-------- Records

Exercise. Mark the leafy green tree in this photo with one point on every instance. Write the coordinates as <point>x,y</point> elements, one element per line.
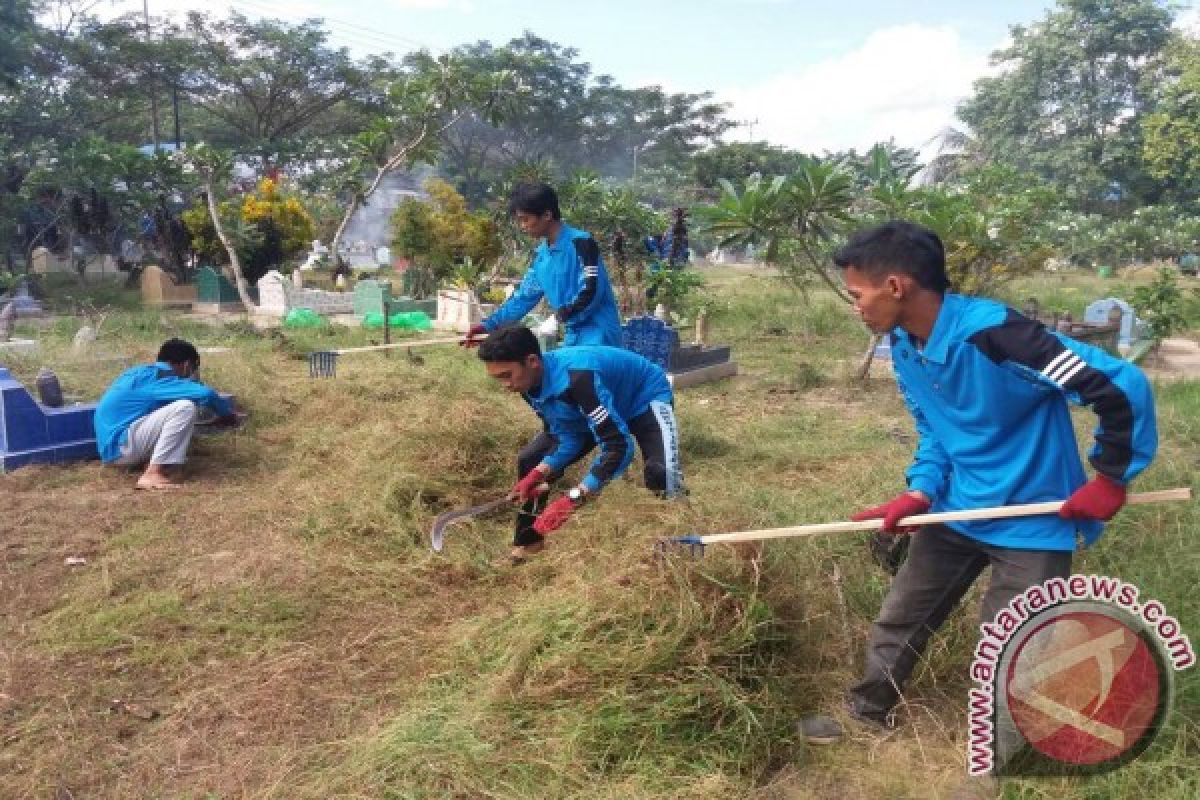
<point>565,118</point>
<point>1173,130</point>
<point>1067,103</point>
<point>796,218</point>
<point>214,168</point>
<point>429,96</point>
<point>270,86</point>
<point>737,161</point>
<point>1162,304</point>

----------------

▶ Written request
Can you reproduce the records above word for word, leaving out the pictures?

▶ Response to the exercise
Exercise. Mark the leafy green tree in this photo with one point on every instance. Write the coordinates as <point>x,y</point> elements, one element per line.
<point>565,118</point>
<point>1173,130</point>
<point>1067,103</point>
<point>796,218</point>
<point>214,168</point>
<point>429,96</point>
<point>270,86</point>
<point>737,161</point>
<point>1162,304</point>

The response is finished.